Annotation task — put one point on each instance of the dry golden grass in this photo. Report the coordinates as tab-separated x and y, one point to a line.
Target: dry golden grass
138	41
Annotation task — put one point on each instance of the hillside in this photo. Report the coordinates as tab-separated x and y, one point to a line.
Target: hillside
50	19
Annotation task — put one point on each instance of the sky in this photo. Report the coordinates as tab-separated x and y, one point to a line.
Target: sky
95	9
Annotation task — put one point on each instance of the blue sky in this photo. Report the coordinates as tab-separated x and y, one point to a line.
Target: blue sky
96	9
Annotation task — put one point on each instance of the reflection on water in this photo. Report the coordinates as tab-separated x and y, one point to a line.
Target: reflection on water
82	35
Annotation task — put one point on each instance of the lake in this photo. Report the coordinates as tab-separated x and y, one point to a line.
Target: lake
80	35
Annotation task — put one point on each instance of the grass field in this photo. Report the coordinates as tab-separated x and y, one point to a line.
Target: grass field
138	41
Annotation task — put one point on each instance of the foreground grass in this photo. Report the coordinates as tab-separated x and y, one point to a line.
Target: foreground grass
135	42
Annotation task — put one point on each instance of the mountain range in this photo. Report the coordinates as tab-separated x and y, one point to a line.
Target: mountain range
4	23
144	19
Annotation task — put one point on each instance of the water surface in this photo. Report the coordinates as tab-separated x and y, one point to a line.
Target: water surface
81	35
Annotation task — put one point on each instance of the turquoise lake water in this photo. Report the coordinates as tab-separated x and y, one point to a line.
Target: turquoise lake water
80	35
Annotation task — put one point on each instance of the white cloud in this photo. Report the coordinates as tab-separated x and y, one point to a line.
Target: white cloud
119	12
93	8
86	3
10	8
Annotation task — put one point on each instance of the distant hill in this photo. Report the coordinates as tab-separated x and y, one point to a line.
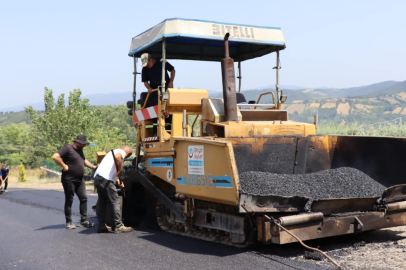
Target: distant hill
14	118
392	89
319	93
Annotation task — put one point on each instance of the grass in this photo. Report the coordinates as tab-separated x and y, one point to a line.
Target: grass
357	129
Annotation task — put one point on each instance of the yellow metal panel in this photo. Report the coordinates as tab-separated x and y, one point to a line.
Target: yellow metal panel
182	97
220	181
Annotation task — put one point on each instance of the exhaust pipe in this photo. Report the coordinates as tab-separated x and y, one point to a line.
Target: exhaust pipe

____________

Scan the entries above for the word "pipe" and collect each line holding it.

Annotation task — put one point on each instance of the exhaust pipe in this photo. Report the coordinates as tab-separated x and y, one point to a line.
Target: exhaust pipe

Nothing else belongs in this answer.